#### Goal of the exercise:
Reproduce everything in the text on data distribution and skew below, from "Optimal distributions are" down to "the hash key.", without changing a word.

#### Excerpted text:

====================

Distribution and Skew
Distribution and Skew
Greenplum Database relies on even distribution of data across segments.
In an MPP shared nothing environment, overall response time for a query is measured by the completion time for all segments. The system is only as fast as the slowest segment. If the data is skewed, segments with more data will take more time to complete, so every segment must have an approximately equal number of rows and perform approximately the same amount of processing. Poor performance and out of memory conditions may result if one segment has significantly more data to process than other segments.
Optimal distributions are critical when joining large tables together. To perform a join, matching rows must be located together on the same segment. If data is not distributed on the same join column, the rows needed from one of the tables are dynamically redistributed to the other segments. In some cases a broadcast motion, in which each segment sends its individual rows to all other segments, is performed rather than a redistribution motion, where each segment rehashes the data and sends the rows to the appropriate segments according to the hash key.

====================

#### Stored records:
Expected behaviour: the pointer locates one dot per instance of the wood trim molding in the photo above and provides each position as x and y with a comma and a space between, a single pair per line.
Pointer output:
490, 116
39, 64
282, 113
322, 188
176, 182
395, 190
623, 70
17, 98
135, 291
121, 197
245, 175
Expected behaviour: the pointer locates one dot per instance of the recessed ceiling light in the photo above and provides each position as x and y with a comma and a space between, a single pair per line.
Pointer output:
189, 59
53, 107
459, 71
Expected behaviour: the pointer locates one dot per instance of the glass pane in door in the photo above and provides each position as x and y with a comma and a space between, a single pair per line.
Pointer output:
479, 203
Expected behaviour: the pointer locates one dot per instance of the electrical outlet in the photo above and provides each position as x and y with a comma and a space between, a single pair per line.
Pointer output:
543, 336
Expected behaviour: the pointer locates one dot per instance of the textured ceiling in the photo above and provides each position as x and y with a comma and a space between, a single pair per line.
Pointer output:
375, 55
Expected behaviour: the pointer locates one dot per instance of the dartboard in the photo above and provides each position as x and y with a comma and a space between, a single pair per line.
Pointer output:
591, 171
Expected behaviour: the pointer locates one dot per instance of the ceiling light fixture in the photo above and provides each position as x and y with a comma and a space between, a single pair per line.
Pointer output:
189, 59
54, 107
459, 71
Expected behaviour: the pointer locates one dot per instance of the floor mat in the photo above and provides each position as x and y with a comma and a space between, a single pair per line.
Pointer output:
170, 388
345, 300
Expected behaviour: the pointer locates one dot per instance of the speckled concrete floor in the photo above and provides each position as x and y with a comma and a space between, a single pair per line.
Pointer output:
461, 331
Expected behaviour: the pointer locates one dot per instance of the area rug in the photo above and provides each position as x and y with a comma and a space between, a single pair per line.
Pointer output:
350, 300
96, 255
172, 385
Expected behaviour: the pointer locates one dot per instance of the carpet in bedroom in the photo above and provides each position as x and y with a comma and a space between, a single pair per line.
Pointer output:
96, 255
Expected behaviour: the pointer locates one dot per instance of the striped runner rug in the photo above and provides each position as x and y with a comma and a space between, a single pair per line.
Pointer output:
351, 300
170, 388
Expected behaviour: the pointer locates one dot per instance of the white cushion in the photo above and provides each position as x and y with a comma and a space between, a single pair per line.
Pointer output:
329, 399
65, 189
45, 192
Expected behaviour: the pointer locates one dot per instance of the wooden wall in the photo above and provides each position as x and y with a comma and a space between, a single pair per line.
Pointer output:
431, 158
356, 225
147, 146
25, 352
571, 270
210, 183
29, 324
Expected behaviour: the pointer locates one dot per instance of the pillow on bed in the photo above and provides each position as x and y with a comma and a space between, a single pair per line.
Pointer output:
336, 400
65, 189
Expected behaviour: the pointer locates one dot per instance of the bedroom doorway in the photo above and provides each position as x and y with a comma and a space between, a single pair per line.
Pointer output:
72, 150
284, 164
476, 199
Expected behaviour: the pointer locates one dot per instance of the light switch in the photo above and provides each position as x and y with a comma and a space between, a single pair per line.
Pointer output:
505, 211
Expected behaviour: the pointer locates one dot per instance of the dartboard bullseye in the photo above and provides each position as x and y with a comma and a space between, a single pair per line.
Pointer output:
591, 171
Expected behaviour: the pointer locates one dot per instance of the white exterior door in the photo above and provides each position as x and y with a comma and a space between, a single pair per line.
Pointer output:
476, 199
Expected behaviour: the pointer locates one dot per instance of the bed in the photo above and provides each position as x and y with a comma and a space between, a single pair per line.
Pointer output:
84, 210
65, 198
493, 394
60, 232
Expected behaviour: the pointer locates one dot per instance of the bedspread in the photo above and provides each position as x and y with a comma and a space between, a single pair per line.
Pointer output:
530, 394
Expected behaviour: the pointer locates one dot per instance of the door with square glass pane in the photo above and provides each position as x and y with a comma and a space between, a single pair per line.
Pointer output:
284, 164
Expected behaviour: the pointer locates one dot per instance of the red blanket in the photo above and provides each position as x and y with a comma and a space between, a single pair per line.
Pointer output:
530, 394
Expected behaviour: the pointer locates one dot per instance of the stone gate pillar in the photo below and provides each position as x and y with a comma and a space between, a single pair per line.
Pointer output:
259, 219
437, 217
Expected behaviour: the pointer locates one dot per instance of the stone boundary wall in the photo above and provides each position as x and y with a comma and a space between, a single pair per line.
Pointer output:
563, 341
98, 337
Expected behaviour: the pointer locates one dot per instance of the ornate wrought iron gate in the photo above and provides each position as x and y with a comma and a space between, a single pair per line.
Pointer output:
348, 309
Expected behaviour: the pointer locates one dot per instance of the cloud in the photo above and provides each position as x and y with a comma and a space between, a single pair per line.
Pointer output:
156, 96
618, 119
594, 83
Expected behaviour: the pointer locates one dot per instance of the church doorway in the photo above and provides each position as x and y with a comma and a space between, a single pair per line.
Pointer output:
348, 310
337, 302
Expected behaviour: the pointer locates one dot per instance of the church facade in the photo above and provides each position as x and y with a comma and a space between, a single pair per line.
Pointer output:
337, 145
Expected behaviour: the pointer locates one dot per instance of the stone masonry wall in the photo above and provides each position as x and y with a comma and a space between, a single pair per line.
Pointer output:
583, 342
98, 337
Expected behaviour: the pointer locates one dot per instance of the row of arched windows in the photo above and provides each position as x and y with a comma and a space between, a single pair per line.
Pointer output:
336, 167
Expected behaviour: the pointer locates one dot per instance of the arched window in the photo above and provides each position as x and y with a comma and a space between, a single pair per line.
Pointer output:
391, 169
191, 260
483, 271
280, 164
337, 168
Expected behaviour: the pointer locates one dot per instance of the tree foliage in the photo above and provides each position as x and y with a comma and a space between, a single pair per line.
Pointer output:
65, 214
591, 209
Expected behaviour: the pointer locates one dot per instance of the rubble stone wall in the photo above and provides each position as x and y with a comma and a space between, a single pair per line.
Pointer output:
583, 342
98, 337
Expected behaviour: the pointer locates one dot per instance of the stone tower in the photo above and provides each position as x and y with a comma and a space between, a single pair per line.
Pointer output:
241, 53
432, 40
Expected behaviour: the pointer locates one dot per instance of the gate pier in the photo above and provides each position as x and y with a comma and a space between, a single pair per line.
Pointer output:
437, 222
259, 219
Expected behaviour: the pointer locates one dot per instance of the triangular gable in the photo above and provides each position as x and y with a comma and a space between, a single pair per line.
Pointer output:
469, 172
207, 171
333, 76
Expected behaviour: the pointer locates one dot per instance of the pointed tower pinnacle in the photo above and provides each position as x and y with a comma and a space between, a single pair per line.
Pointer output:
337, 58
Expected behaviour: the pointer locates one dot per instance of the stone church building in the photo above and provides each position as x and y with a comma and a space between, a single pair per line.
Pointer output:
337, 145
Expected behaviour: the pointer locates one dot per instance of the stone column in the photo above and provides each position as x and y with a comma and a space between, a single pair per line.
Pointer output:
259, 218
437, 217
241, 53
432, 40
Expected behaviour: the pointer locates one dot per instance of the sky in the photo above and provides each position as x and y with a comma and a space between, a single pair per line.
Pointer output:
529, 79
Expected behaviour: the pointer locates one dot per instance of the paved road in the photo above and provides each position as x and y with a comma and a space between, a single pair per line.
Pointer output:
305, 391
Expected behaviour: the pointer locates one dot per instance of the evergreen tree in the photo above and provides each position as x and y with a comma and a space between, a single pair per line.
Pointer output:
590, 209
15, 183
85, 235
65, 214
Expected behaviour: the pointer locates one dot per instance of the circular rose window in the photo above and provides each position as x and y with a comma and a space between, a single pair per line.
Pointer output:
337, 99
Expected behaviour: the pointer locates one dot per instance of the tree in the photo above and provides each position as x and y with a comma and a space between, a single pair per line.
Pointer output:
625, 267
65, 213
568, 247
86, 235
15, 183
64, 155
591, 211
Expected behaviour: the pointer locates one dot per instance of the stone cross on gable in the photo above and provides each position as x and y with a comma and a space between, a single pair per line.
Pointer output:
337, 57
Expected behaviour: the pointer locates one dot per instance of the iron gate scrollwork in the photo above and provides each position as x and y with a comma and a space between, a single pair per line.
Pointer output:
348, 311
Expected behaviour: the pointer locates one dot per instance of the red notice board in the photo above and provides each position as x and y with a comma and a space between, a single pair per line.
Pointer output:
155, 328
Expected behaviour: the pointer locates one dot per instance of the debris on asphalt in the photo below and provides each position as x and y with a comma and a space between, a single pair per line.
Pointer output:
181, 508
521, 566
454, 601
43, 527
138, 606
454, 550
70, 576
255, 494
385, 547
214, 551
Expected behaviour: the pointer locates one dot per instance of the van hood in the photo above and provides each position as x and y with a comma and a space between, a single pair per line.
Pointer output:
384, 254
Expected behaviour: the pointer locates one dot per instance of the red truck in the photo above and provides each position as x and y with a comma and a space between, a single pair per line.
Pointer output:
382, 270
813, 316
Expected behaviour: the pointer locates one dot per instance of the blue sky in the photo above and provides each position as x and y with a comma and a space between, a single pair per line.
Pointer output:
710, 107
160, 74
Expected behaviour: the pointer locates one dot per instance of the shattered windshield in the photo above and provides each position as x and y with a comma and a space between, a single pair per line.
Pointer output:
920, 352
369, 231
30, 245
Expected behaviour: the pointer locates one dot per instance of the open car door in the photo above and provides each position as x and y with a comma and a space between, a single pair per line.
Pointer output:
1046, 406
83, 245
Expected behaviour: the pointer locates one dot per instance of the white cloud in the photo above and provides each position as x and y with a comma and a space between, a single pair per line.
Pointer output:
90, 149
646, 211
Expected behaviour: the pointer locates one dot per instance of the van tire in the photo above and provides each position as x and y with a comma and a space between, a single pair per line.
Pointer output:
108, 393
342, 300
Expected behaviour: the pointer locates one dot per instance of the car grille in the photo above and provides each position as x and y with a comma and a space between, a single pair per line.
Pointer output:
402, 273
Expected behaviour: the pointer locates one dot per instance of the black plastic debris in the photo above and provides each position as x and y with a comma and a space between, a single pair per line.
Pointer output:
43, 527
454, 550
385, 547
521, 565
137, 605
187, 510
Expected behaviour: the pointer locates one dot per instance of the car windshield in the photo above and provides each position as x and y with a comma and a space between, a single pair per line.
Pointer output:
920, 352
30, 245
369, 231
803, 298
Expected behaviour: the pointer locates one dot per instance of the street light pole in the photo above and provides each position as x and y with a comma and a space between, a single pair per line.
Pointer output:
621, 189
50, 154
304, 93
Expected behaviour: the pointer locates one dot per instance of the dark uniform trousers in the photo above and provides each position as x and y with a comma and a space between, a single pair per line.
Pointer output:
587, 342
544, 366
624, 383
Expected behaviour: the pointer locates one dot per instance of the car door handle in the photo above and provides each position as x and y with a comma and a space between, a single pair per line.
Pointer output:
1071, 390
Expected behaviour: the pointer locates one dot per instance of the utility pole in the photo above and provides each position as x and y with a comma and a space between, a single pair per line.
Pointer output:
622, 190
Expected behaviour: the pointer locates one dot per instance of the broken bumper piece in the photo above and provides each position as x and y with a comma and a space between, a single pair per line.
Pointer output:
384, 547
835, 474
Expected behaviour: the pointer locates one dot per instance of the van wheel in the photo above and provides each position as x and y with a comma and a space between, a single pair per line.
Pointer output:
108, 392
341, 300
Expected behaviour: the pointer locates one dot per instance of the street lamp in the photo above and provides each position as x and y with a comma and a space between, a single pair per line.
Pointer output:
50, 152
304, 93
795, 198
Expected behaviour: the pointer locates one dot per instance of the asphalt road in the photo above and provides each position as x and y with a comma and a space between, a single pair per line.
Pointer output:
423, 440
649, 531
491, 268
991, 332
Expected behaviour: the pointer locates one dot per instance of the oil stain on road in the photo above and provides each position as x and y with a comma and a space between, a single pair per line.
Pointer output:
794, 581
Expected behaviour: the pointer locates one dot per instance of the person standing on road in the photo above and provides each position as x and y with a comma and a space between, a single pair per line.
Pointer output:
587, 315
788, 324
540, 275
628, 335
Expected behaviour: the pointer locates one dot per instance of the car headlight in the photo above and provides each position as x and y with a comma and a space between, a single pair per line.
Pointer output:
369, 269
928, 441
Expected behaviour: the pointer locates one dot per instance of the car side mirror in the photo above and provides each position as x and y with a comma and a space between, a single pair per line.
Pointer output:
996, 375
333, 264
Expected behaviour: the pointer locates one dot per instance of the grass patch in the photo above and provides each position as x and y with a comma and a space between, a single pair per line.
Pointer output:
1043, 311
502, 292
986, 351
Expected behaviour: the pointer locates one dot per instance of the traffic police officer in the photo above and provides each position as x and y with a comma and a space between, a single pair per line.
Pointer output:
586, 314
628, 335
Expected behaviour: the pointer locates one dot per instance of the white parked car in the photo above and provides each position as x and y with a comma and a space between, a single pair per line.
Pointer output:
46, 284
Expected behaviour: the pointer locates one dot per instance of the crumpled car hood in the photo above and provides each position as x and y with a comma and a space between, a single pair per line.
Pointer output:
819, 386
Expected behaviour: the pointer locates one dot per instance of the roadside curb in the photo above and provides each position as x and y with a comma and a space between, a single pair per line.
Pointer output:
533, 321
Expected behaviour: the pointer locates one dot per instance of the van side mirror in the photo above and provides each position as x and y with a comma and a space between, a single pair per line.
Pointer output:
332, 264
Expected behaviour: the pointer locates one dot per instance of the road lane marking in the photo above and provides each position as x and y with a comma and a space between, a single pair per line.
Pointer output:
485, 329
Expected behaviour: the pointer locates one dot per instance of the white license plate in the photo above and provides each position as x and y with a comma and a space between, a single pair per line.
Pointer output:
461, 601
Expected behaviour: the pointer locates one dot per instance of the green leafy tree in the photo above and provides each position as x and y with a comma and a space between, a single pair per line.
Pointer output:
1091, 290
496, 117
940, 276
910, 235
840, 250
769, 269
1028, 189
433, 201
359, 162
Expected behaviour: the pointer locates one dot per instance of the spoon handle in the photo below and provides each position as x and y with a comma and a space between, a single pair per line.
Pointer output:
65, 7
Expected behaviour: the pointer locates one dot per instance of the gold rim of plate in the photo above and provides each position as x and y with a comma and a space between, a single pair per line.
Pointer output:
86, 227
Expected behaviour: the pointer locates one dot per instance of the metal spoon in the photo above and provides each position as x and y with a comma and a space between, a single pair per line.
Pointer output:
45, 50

====================

#### Answer:
Optimal distributions are critical when joining large tables together. To perform a join, matching rows must be located together on the same segment. If data is not distributed on the same join column, the rows needed from one of the tables are dynamically redistributed to the other segments. In some cases a broadcast motion, in which each segment sends its individual rows to all other segments, is performed rather than a redistribution motion, where each segment rehashes the data and sends the rows to the appropriate segments according to the hash key.